Assignment
With nothing added and nothing dropped, copy the entire listing.

━━━━━━━━━━━━━━━━

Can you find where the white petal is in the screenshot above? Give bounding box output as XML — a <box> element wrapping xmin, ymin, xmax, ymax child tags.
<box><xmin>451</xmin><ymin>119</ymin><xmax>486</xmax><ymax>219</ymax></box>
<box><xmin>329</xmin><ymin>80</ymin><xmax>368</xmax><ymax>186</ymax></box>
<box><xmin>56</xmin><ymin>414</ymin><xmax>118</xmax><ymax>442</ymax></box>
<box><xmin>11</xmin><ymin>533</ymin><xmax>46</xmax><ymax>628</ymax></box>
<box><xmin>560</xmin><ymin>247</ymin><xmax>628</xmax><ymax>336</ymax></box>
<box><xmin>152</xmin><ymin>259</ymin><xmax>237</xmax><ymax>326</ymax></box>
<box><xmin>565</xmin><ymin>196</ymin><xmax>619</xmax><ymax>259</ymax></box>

━━━━━━━━━━━━━━━━

Solution
Can you find where the white petal is in the screenshot above? Give bounding box output as XML — a <box> element wrapping xmin, ymin, xmax, ymax child tags.
<box><xmin>451</xmin><ymin>119</ymin><xmax>486</xmax><ymax>219</ymax></box>
<box><xmin>329</xmin><ymin>80</ymin><xmax>368</xmax><ymax>186</ymax></box>
<box><xmin>56</xmin><ymin>414</ymin><xmax>118</xmax><ymax>442</ymax></box>
<box><xmin>11</xmin><ymin>533</ymin><xmax>46</xmax><ymax>628</ymax></box>
<box><xmin>560</xmin><ymin>247</ymin><xmax>628</xmax><ymax>336</ymax></box>
<box><xmin>152</xmin><ymin>259</ymin><xmax>237</xmax><ymax>326</ymax></box>
<box><xmin>565</xmin><ymin>196</ymin><xmax>619</xmax><ymax>259</ymax></box>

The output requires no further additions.